[Labeling and segmentation rows]
↓↓↓

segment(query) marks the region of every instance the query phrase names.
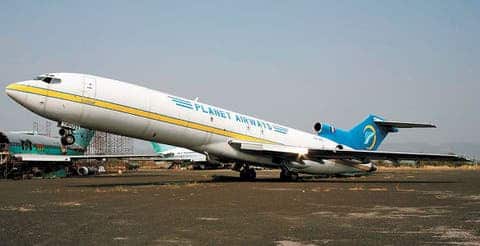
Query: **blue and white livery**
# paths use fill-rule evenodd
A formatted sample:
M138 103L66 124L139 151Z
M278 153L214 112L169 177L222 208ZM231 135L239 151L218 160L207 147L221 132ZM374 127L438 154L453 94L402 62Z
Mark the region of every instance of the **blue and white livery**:
M368 173L376 170L371 160L379 159L463 160L456 155L376 151L386 135L399 128L434 126L375 115L350 130L317 123L311 134L197 100L73 73L40 75L11 84L6 92L32 112L61 124L184 147L209 160L235 162L243 178L255 177L251 166L280 168L282 179L296 179L299 173ZM71 139L65 142L71 144Z

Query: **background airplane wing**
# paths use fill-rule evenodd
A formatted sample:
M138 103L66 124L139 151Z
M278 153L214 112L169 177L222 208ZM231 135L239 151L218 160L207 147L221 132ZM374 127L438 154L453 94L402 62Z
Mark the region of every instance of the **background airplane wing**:
M144 158L143 160L165 160L169 158L158 154L145 155L41 155L41 154L16 154L14 157L19 161L35 162L71 162L74 160L103 160L103 159L132 159Z
M448 154L409 153L390 151L312 149L278 144L263 144L246 141L231 141L230 145L246 152L263 153L287 159L303 157L309 160L322 159L356 159L356 160L432 160L432 161L468 161L467 159Z

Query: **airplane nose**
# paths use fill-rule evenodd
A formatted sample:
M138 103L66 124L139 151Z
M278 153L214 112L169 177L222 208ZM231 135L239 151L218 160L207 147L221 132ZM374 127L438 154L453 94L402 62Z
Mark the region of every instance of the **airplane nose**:
M14 101L23 105L25 101L25 93L18 91L16 88L19 86L18 83L9 84L5 88L5 93L12 98Z
M14 88L14 87L15 87L15 83L9 84L9 85L5 88L5 93L7 93L7 96L12 97L12 95L13 95L13 88Z

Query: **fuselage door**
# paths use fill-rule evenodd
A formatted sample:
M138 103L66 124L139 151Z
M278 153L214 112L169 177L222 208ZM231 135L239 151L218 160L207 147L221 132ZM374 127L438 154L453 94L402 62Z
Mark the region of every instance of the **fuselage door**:
M83 96L88 98L95 98L96 94L96 80L92 77L85 77L83 84Z

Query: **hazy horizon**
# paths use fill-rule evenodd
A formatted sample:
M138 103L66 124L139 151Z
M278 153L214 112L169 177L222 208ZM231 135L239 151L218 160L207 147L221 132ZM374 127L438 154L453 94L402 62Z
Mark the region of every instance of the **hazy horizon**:
M480 144L478 1L0 3L0 86L115 78L311 132L432 122L386 144ZM2 130L39 118L0 96ZM141 145L141 144L140 144Z

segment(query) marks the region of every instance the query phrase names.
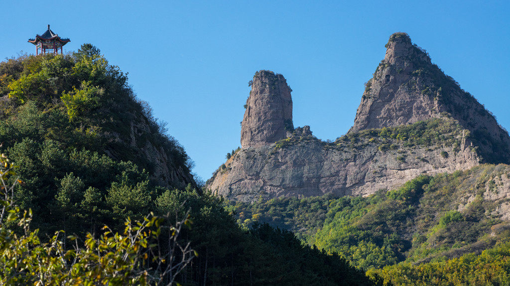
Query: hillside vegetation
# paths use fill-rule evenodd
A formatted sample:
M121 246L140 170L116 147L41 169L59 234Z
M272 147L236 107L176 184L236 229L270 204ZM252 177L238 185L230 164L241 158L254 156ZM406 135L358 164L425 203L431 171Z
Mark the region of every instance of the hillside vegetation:
M291 232L238 226L127 80L90 44L0 63L0 283L376 284Z
M366 197L280 198L236 207L239 223L291 229L394 284L507 285L510 224L501 210L509 177L507 165L484 165L421 175Z

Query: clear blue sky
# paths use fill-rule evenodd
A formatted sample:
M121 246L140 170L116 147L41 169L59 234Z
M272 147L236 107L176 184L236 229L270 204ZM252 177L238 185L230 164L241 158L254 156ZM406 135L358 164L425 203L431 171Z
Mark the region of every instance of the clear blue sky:
M148 4L147 4L148 3ZM240 145L255 72L282 73L295 126L334 140L352 125L363 84L392 33L432 61L510 129L508 1L8 1L0 58L35 53L46 25L100 49L168 123L206 180Z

↑↑↑

Lay out every one of the rows above as a numbered list. Skip the blank lines and leave the pictures out.

| Complete answer |
1. segment(query) marks the region of every instance the query phrase names.
2. Query: **blue and white livery**
3. # paths use fill-rule evenodd
4. A formatted sample:
5. M138 103L66 124L139 151Z
6. M278 153L214 112L169 177L222 208ZM231 135L239 151L218 160L207 147L221 132ZM374 127L438 154L453 94L402 62Z
7. Mark the region of every instance of the **blue and white livery**:
8. M368 173L376 170L371 160L379 159L463 160L456 155L376 151L386 135L399 128L434 126L375 115L350 130L317 123L311 134L197 100L73 73L40 75L11 84L6 92L32 112L61 124L184 147L209 160L235 162L243 178L255 177L251 166L280 168L282 179L296 179L299 173ZM71 139L65 142L71 144Z
9. Query: **background airplane wing**
10. # paths use fill-rule evenodd
11. A formatted sample:
12. M138 103L66 124L139 151Z
13. M278 153L214 112L169 177L222 208ZM231 135L239 151L218 160L207 147L221 132ZM374 127L438 154L453 94L402 62Z
14. Mark the region of every instance of the **background airplane wing**:
15. M144 158L143 160L165 160L169 158L158 154L145 155L41 155L41 154L16 154L14 157L19 161L35 162L71 162L74 160L103 160L103 159L132 159Z
16. M448 154L409 153L390 151L312 149L278 144L263 144L246 141L231 141L230 145L246 152L263 153L287 159L303 157L309 160L322 159L356 159L356 160L432 160L432 161L468 161L467 159Z
17. Query: **airplane nose**
18. # paths use fill-rule evenodd
19. A formatted sample:
20. M138 103L66 124L139 151Z
21. M278 153L214 112L169 177L222 208ZM231 135L239 151L218 160L207 147L221 132ZM374 127L438 154L453 94L402 62Z
22. Mark the region of every instance of the **airplane nose**:
23. M14 101L23 105L25 101L25 93L18 91L16 88L19 86L18 83L9 84L5 88L5 93L12 98Z
24. M14 88L14 87L15 87L15 83L9 84L9 85L5 88L5 93L7 93L7 96L12 97L12 95L13 95L13 88Z
25. Query: **fuselage door**
26. # paths use fill-rule evenodd
27. A formatted sample:
28. M138 103L66 124L139 151Z
29. M278 153L214 112L169 177L222 208ZM231 135L239 151L218 160L207 147L221 132ZM374 127L438 154L453 94L402 62Z
30. Mark the region of every instance of the **fuselage door**:
31. M83 96L88 98L95 98L96 94L96 80L92 77L85 77L83 84Z
32. Query: **hazy horizon**
33. # paths use fill-rule evenodd
34. A formatted sample:
35. M138 103L66 124L139 151Z
36. M278 153L214 112L169 177L222 208ZM231 135L239 151L218 160L207 147L221 132ZM374 127L438 154L453 94L402 62Z
37. Mark the region of every instance of the **hazy horizon**:
38. M480 144L478 1L0 3L0 86L115 78L311 132L432 122L386 144ZM2 130L39 118L0 96ZM141 145L141 144L140 144Z
39. segment(query) marks the region of every instance the query phrase names.
40. Query: hillside vegetation
41. # paths use fill-rule evenodd
42. A formatted sample:
43. M121 246L140 170L116 147L41 169L59 234Z
44. M272 147L236 107L176 184L236 229L270 204ZM252 177L238 185L230 164L241 158L254 156ZM406 135L358 164L425 203L431 171Z
45. Mark the region of every instance of the hillside vegetation:
46. M291 232L238 226L127 80L90 44L0 63L0 283L376 284Z
47. M366 197L280 198L236 207L239 223L291 229L394 284L507 285L510 224L501 210L509 177L507 165L484 165L421 175Z
48. Query: clear blue sky
49. # paths use fill-rule evenodd
50. A formatted sample:
51. M121 246L140 170L116 147L41 169L59 234Z
52. M272 147L236 107L176 184L236 229L270 204ZM252 177L238 185L230 164L241 158L254 156ZM406 135L358 164L425 203L431 171Z
53. Mark the region of every instance of the clear blue sky:
54. M148 4L147 4L148 3ZM240 145L255 72L282 73L295 126L334 140L352 125L363 84L392 33L432 61L510 129L508 1L8 1L0 58L35 53L46 25L100 49L168 123L206 180Z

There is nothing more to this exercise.